### [GOAL]
Please repeat the entries below word for word, starting at the very first line and ending at the line containing "523, 188, 575, 288", with that line included.

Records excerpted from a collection
* * * * *
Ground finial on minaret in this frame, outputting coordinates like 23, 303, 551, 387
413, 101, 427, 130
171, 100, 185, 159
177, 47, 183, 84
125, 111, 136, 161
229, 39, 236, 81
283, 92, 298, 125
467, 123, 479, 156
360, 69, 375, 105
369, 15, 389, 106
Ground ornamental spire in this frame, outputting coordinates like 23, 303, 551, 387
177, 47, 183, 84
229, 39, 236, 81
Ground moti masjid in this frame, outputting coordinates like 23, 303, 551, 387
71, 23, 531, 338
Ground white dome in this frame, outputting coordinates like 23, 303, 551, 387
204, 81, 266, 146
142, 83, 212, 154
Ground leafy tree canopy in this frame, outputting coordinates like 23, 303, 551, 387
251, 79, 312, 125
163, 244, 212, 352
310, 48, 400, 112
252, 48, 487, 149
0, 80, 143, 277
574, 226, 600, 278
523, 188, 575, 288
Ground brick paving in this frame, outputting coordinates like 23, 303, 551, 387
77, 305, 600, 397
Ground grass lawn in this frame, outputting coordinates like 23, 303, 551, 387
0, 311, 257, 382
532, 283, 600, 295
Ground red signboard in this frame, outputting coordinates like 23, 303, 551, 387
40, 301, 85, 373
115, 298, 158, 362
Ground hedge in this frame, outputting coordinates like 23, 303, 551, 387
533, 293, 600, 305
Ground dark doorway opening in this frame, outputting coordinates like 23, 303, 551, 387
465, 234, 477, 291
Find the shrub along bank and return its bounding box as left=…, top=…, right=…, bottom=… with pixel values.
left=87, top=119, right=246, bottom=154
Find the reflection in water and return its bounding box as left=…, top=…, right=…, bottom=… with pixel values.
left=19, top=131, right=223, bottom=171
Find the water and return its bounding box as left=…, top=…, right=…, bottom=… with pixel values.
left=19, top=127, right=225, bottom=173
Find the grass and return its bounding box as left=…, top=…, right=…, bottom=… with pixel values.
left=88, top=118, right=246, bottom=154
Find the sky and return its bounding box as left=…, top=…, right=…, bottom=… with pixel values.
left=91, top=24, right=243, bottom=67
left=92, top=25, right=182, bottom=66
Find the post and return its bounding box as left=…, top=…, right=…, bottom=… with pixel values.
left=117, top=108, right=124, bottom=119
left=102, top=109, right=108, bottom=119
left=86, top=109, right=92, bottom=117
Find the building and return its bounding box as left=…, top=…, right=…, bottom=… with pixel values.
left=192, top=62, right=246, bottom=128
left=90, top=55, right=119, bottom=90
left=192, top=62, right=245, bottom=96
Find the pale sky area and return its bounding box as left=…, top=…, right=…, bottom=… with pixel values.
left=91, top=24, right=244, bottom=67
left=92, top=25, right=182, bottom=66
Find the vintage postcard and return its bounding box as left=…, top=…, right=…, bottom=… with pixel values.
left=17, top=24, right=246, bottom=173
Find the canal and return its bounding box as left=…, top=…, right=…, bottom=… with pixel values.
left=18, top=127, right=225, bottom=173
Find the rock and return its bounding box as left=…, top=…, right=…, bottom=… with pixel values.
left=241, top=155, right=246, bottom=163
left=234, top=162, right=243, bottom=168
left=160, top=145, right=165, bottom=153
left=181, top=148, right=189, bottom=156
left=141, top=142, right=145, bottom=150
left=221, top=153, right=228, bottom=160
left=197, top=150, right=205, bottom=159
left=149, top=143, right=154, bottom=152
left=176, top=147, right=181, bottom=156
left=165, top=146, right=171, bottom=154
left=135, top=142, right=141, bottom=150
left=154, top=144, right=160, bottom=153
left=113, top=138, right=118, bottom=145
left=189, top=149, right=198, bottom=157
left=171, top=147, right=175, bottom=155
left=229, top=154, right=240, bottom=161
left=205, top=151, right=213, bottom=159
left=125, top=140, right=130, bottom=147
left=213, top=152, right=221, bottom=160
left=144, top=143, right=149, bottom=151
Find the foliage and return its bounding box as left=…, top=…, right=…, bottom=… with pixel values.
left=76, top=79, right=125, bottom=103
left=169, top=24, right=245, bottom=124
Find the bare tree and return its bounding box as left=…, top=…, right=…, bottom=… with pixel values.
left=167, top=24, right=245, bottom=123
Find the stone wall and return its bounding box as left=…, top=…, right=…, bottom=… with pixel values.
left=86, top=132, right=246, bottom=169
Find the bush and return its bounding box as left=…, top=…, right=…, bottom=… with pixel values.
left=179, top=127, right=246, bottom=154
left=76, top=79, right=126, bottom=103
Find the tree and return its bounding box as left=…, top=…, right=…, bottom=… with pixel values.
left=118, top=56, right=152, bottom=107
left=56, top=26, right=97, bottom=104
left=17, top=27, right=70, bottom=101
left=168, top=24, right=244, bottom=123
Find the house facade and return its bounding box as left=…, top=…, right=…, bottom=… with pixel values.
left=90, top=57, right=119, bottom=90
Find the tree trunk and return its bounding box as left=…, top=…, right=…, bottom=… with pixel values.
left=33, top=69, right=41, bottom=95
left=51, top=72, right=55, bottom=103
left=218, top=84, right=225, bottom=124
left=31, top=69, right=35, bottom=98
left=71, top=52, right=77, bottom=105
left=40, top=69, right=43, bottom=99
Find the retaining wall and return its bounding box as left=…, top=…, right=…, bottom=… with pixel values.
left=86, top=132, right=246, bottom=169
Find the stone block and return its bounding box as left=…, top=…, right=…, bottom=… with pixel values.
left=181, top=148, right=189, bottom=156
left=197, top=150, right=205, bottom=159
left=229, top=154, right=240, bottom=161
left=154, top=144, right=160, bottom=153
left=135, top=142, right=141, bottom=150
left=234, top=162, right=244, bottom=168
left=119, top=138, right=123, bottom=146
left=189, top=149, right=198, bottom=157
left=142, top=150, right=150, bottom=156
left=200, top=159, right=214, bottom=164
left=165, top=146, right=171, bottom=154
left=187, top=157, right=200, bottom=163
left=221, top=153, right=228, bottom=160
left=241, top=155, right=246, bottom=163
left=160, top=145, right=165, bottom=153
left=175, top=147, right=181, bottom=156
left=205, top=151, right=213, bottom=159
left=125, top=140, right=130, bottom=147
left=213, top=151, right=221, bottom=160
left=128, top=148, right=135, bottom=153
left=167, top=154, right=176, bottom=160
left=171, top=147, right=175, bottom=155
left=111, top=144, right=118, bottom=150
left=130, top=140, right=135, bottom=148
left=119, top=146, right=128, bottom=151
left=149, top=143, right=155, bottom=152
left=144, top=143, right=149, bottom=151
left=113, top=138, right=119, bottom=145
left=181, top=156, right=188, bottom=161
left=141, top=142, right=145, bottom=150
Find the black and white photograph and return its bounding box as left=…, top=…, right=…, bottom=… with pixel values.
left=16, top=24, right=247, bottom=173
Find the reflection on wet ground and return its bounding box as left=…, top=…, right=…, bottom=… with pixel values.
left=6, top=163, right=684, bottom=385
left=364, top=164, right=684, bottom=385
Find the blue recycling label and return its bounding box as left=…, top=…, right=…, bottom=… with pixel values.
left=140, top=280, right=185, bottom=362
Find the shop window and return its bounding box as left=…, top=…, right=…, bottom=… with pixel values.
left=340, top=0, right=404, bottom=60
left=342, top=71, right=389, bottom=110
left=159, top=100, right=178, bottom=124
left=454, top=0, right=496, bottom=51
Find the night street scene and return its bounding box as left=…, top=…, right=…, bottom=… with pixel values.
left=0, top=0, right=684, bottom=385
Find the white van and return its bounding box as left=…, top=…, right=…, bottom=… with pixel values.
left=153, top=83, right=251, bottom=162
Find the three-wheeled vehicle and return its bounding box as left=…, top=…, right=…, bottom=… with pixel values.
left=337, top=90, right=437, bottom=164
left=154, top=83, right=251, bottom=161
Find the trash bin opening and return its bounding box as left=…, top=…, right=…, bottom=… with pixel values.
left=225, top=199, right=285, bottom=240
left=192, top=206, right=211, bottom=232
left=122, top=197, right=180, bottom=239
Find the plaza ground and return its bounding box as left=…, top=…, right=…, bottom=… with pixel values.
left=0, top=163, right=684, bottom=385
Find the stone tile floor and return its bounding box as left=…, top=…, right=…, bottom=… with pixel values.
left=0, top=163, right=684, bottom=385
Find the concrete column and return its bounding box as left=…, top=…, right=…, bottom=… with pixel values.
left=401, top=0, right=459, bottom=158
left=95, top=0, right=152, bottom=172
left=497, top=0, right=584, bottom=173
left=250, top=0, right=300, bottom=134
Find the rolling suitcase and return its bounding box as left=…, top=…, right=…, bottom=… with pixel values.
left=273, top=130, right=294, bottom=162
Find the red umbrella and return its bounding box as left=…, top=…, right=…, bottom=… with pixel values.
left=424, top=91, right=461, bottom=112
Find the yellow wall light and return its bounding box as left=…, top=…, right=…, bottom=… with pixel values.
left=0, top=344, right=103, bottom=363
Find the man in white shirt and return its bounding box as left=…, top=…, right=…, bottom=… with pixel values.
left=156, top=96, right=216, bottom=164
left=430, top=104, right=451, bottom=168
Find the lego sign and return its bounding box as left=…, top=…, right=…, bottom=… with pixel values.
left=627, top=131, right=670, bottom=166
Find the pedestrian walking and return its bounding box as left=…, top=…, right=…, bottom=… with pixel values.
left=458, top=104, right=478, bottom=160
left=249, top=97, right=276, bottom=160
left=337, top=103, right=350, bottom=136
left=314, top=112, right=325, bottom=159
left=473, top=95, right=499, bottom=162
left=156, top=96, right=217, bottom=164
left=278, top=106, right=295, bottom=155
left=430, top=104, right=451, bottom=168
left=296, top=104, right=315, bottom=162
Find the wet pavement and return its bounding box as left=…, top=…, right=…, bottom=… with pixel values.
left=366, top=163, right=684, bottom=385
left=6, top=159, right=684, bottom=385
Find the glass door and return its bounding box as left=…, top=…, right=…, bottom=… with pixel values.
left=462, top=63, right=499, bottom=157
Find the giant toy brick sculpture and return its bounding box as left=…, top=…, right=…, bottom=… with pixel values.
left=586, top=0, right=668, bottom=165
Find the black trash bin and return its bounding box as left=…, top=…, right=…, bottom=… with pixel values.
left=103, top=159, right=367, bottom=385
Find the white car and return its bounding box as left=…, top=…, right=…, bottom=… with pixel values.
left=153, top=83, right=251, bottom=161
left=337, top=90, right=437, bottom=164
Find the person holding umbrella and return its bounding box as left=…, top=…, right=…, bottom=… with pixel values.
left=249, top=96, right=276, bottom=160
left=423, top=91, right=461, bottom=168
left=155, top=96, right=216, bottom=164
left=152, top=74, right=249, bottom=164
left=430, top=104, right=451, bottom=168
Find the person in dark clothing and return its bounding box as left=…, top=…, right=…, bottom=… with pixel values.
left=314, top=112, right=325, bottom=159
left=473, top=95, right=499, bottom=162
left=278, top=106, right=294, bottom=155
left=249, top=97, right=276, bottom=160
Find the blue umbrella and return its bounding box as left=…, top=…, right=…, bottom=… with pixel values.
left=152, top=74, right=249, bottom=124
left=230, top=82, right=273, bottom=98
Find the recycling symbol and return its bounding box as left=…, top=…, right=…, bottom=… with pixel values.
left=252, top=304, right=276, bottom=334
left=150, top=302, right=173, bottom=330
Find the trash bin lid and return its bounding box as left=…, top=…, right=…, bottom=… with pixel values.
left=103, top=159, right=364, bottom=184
* * * * *
### [WRITTEN REPLY]
Ground finial on minaret in this frame, outputting coordinates like 23, 303, 551, 387
413, 101, 427, 130
171, 100, 185, 159
177, 47, 183, 84
125, 111, 136, 161
229, 39, 236, 81
283, 92, 298, 125
467, 123, 479, 156
360, 69, 375, 105
369, 15, 389, 106
Ground ornamental spire in this frame, outputting coordinates like 23, 303, 551, 387
177, 47, 183, 84
229, 39, 236, 81
Ground moti masjid in this frame, outputting coordinates like 23, 303, 551, 387
71, 23, 531, 338
Ground white dome in this frame, outputting coordinates like 23, 303, 551, 387
204, 81, 266, 146
142, 83, 212, 154
Ground leafy tree canopy in this frame, outputting coordinates like 23, 303, 551, 387
251, 79, 312, 125
163, 244, 212, 352
310, 48, 400, 112
252, 48, 487, 149
0, 80, 143, 277
574, 226, 600, 278
523, 188, 575, 288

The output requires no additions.